◆ REQUIRED TASK: Collect every line of the data below that contains the word "rooftop", and copy each of those lines in full.

◆ INFORMATION PROVIDED:
+ + + + + + +
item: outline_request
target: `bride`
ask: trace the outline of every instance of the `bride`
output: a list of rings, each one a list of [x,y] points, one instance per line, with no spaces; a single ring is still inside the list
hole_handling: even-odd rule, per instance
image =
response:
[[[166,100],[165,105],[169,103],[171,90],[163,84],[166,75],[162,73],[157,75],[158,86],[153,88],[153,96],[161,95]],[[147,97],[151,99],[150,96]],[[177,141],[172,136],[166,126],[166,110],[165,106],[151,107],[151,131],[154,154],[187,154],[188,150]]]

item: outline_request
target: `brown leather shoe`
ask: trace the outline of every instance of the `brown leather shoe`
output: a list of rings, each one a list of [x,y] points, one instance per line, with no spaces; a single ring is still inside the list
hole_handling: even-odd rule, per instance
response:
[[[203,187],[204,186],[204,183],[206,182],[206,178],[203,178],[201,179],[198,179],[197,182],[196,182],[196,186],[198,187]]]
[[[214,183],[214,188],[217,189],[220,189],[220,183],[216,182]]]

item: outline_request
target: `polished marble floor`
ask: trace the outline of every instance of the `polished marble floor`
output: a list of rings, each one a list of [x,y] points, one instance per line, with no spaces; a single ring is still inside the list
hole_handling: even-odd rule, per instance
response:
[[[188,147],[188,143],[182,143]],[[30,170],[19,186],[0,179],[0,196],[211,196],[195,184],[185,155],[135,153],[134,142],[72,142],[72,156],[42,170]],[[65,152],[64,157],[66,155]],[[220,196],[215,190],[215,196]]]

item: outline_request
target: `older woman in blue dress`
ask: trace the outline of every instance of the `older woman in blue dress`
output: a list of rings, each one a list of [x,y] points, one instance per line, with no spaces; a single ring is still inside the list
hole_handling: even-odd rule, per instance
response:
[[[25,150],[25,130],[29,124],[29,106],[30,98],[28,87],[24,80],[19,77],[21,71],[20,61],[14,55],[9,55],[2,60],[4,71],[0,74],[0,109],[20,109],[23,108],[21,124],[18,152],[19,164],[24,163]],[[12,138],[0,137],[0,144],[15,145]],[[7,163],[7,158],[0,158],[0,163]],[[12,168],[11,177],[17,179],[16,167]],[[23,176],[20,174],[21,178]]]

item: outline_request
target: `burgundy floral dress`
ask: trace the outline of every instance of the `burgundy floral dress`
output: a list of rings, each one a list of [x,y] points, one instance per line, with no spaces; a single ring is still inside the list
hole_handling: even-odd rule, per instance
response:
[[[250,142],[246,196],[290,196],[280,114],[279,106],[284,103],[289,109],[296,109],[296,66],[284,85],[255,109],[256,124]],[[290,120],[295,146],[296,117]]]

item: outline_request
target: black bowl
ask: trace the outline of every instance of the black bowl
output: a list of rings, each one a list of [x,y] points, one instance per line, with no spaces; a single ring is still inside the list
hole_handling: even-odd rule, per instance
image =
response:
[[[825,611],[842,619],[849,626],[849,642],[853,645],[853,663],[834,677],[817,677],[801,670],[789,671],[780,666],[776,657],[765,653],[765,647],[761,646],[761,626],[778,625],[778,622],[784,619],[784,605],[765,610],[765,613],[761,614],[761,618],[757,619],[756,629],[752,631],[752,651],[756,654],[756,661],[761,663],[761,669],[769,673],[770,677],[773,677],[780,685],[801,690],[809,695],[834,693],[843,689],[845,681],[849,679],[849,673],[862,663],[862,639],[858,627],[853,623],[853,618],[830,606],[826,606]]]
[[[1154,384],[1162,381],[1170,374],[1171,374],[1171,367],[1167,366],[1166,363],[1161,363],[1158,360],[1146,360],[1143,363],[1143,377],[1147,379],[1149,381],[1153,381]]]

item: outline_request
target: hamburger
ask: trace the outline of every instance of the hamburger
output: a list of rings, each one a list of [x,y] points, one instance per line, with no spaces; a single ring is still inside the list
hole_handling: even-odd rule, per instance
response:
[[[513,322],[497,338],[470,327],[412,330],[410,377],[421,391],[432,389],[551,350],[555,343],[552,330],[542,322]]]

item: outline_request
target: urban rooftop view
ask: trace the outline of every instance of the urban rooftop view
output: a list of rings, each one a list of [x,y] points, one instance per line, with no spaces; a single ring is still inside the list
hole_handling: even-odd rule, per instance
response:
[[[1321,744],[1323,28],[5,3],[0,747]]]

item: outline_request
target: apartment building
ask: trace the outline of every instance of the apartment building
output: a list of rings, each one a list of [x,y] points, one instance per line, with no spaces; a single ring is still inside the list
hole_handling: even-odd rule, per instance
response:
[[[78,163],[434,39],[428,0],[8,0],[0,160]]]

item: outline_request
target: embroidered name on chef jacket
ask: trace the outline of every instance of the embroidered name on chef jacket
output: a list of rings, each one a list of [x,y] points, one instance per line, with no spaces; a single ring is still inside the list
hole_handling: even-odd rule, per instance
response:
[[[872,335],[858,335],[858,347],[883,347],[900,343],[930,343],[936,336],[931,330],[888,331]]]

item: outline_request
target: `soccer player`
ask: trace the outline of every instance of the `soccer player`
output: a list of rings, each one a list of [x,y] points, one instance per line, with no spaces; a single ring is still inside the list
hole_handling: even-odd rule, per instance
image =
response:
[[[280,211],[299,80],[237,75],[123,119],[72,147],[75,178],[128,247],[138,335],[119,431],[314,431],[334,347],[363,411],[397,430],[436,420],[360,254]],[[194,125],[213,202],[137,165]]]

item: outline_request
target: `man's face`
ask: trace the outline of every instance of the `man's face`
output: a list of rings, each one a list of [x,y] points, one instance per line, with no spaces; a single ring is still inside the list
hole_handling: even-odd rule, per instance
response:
+ + + + + + +
◆ ANSWER TO THIS TASK:
target: urban rooftop view
ask: trace the outline of every instance of the urban rooftop view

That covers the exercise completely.